**What you should do**
Identify each line in the records below that contains the string "slicked", and copy every such line in full.

**Extracted information**
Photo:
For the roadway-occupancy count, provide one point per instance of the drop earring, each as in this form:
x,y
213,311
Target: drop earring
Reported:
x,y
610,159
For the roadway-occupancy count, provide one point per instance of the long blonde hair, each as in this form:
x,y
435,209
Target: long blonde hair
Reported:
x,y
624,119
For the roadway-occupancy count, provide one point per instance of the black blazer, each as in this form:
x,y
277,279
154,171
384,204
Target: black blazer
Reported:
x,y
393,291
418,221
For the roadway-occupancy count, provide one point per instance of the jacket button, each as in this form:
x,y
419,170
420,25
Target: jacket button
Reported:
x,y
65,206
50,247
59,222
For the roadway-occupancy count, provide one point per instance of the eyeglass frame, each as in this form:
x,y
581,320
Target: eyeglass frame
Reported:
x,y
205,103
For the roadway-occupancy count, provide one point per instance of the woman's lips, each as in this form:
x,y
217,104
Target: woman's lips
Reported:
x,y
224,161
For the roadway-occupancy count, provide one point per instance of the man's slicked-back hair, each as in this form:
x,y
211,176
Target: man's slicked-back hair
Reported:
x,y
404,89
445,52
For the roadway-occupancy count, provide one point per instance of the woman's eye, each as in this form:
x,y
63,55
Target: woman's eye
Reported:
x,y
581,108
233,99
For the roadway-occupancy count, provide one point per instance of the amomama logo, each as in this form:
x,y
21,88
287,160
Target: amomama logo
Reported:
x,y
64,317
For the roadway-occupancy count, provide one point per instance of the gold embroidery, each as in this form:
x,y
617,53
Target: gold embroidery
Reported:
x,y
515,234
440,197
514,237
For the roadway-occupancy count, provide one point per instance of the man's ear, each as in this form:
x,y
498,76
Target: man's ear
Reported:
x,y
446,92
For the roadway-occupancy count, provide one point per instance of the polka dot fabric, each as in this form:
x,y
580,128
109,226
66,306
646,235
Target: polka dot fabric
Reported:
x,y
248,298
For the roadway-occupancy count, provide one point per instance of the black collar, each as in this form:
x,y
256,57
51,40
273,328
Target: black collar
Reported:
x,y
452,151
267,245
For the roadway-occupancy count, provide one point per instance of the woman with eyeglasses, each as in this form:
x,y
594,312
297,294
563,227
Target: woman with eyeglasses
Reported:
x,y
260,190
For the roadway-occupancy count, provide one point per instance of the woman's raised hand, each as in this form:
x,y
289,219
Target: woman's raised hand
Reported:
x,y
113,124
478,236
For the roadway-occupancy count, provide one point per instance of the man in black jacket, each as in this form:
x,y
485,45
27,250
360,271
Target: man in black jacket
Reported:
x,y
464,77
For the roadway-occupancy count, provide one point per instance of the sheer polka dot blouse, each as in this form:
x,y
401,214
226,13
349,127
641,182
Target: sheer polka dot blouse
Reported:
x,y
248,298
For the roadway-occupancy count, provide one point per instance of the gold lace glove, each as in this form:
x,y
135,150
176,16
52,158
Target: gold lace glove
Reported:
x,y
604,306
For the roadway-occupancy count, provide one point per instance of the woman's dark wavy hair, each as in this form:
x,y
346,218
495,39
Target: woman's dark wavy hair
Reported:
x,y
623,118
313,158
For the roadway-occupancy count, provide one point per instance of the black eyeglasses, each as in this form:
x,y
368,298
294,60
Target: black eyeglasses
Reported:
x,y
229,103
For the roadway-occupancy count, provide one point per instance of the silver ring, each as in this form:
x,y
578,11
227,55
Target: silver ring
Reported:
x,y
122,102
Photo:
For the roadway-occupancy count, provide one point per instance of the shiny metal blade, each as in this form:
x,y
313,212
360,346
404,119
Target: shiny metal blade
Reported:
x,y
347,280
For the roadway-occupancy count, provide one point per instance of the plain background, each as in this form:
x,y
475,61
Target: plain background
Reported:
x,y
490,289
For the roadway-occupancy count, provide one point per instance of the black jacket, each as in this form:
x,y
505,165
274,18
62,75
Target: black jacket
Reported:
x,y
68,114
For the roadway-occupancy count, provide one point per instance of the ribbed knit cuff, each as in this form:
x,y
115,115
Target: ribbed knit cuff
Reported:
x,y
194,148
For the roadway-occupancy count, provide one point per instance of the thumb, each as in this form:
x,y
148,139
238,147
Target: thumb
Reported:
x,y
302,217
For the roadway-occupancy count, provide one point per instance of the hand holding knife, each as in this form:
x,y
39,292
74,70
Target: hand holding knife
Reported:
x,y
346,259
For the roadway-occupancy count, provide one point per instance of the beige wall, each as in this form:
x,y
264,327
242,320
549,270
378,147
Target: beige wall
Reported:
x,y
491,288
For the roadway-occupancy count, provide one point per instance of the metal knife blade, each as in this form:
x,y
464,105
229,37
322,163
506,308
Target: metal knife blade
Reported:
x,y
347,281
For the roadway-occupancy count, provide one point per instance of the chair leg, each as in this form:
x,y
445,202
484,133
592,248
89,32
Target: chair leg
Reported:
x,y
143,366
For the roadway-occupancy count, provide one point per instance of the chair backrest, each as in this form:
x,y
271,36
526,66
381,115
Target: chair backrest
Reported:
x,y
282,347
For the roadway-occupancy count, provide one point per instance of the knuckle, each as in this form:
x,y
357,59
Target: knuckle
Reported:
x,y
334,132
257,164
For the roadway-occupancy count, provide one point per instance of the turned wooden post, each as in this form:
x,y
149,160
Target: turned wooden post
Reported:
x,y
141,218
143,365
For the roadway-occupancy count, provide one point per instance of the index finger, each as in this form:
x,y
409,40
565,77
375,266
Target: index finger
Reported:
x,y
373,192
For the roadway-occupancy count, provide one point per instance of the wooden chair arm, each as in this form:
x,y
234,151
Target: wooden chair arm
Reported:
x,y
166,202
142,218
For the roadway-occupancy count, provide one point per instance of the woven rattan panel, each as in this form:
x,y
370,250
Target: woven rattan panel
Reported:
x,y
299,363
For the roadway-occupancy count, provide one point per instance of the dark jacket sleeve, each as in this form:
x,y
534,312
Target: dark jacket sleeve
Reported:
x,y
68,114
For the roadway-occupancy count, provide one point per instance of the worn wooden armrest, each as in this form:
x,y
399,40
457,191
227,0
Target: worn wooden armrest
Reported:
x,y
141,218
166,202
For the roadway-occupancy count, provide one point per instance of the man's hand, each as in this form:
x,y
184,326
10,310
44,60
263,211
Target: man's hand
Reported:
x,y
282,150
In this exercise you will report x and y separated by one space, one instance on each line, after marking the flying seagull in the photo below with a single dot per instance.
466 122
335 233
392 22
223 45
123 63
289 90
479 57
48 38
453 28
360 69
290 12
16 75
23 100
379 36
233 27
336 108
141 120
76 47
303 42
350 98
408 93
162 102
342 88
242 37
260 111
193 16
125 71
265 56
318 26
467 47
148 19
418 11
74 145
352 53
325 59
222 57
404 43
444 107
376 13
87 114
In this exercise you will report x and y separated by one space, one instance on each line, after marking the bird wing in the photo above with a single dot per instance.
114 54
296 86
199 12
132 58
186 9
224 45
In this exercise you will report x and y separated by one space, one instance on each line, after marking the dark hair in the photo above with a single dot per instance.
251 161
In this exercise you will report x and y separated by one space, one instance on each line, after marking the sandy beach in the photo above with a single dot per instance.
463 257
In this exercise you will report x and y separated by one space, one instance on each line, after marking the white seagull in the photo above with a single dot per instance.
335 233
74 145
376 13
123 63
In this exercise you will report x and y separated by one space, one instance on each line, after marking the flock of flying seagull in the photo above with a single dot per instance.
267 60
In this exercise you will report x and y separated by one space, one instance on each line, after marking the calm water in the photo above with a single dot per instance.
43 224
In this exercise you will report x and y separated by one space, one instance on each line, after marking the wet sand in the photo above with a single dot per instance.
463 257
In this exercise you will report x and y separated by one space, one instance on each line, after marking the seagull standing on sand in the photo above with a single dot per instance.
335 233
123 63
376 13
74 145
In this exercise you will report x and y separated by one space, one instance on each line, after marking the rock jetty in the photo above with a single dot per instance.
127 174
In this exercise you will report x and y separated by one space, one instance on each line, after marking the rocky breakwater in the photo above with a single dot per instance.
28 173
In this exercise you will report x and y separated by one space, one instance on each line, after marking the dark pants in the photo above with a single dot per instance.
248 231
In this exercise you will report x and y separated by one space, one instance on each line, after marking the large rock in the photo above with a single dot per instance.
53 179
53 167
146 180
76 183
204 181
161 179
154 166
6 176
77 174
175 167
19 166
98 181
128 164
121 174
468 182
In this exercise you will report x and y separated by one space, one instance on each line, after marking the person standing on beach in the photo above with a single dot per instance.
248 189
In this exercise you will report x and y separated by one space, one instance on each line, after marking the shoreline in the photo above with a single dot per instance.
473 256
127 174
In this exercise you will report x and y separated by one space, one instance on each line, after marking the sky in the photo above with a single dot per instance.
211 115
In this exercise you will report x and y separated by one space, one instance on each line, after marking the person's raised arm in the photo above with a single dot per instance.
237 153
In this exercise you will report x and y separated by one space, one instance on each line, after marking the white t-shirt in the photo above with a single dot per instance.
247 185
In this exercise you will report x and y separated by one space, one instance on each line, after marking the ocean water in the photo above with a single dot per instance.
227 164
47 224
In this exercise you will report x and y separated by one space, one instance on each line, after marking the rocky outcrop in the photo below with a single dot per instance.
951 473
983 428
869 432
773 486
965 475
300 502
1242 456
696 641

* * *

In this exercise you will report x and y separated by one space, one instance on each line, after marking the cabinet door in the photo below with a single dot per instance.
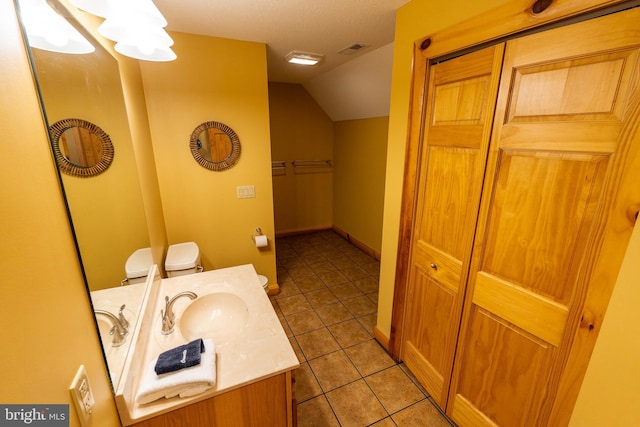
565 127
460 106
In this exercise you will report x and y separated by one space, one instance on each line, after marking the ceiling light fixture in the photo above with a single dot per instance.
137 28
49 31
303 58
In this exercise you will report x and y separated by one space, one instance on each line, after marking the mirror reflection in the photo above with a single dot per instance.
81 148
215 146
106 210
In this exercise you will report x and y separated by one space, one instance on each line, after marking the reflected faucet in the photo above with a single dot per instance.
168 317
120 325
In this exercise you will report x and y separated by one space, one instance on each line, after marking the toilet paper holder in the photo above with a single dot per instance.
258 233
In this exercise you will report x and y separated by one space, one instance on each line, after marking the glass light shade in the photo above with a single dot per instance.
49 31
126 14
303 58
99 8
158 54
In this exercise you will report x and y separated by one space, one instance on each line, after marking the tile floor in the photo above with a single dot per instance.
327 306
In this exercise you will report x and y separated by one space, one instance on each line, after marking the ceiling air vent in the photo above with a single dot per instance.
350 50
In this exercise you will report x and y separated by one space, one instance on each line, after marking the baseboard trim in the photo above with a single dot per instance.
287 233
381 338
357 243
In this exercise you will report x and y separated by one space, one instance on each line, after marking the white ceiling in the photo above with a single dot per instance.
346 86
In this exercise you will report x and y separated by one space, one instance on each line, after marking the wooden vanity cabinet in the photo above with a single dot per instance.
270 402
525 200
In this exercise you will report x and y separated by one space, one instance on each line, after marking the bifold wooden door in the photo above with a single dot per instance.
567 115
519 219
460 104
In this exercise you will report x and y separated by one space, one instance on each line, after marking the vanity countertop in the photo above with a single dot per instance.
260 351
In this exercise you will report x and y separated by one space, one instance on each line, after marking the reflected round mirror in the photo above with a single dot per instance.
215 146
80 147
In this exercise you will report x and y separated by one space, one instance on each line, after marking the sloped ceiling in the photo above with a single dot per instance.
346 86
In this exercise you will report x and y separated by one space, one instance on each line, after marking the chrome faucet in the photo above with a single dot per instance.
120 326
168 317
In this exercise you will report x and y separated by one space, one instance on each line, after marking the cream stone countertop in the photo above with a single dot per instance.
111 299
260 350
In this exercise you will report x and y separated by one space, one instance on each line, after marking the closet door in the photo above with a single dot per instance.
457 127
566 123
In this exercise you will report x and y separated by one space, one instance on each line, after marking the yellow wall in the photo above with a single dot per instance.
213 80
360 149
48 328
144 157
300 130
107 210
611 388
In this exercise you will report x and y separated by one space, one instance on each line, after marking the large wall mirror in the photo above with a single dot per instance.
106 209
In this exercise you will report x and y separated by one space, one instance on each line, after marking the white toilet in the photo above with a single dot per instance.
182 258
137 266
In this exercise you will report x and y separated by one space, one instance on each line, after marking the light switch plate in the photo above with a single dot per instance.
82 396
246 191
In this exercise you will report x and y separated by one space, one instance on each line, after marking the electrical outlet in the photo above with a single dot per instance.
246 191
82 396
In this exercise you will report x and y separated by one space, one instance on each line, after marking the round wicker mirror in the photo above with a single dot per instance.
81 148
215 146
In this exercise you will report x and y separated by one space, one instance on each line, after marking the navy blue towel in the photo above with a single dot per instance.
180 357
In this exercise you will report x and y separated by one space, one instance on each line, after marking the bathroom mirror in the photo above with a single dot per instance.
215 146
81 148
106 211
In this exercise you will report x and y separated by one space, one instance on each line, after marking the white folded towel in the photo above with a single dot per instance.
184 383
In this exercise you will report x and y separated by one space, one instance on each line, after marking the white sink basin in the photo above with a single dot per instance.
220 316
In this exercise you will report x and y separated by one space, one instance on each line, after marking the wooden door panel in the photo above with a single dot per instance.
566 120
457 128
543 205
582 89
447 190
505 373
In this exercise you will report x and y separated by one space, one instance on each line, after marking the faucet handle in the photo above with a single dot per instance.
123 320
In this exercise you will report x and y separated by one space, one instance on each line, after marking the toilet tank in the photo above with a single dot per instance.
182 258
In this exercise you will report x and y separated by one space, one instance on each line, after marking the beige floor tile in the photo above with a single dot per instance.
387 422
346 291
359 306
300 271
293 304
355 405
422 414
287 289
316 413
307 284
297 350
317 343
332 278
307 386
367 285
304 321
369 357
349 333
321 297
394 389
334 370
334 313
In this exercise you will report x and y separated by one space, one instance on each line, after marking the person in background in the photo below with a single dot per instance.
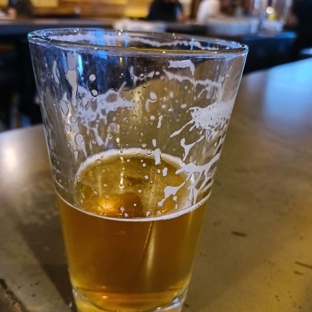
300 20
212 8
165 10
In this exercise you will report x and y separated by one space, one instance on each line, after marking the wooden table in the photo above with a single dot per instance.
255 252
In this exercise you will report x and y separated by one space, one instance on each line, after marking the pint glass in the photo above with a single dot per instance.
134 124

**Task result**
For the roadway-occupancy count, provide one point per instance of the man's slicked-back hair, each as in this form:
Target: man's slicked-back hair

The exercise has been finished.